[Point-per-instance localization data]
---

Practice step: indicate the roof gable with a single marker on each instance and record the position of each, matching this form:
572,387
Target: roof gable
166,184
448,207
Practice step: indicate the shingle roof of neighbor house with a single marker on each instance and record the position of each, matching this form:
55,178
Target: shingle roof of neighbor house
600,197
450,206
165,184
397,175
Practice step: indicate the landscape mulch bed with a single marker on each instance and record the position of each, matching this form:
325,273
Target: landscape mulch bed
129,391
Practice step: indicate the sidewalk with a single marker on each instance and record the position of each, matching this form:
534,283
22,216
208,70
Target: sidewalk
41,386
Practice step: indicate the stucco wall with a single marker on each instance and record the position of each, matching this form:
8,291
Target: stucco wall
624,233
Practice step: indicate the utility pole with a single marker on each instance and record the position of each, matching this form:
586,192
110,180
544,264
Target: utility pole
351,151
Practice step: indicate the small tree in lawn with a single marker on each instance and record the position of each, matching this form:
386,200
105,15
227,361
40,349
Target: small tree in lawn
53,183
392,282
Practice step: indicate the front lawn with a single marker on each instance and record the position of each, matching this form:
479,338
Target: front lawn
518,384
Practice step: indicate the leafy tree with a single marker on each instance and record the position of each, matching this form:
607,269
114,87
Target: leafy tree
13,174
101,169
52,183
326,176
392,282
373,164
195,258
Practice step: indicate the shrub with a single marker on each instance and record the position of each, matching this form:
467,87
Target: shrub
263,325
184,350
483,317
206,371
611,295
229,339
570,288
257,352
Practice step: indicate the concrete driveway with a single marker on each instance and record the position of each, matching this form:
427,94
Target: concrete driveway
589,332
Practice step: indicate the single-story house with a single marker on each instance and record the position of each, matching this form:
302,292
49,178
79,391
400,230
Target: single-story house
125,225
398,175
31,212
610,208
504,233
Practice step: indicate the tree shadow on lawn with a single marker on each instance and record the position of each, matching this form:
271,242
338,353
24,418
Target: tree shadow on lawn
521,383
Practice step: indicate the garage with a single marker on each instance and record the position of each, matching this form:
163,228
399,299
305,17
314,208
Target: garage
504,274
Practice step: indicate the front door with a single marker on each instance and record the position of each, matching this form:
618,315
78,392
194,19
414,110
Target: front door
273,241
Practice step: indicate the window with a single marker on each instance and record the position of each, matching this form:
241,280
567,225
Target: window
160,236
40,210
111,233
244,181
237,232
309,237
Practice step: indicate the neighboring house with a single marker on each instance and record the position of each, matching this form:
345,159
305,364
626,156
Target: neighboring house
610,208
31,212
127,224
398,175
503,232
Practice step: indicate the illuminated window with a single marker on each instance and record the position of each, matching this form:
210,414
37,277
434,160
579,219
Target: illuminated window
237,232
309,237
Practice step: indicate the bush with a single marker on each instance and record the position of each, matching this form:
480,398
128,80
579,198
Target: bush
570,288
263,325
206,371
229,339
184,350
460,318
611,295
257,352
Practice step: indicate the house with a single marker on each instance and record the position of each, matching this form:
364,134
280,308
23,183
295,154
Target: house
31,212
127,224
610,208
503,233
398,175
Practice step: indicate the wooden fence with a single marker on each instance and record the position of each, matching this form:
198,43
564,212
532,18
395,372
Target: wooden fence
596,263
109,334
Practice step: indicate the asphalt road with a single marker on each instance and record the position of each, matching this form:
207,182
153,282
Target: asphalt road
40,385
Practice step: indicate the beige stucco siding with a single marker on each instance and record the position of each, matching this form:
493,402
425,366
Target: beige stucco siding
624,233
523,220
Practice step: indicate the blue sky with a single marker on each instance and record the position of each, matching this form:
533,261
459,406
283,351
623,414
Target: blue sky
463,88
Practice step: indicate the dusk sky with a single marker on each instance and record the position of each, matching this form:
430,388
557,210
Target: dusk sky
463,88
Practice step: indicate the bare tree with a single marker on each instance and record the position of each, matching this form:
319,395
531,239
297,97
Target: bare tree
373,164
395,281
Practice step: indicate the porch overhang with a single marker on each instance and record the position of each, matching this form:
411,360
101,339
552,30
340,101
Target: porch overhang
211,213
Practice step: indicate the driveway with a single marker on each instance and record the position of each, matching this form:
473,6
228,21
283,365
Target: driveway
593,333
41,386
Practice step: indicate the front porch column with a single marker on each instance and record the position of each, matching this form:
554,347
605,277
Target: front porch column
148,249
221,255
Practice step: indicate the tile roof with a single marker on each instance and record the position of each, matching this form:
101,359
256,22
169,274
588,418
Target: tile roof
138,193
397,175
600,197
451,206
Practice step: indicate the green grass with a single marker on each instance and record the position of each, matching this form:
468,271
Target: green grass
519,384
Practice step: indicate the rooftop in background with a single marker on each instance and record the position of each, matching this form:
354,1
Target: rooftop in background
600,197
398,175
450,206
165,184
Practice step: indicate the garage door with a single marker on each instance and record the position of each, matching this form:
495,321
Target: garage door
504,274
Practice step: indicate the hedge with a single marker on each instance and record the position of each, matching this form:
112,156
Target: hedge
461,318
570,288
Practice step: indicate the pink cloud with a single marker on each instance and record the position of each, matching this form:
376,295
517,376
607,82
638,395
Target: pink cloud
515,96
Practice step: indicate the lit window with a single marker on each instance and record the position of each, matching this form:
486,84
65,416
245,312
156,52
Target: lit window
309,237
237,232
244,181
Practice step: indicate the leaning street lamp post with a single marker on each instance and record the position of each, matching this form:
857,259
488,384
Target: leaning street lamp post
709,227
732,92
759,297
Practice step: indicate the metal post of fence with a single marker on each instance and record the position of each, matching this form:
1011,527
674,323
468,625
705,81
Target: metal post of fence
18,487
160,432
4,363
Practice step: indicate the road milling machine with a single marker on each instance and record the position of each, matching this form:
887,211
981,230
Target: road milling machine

---

### Work instruction
For each line of the entries that includes "milling", show that line.

### Task answer
Practice step: indicate the road milling machine with a single marker on each instance and record the position of each, matching this form:
Target: road milling machine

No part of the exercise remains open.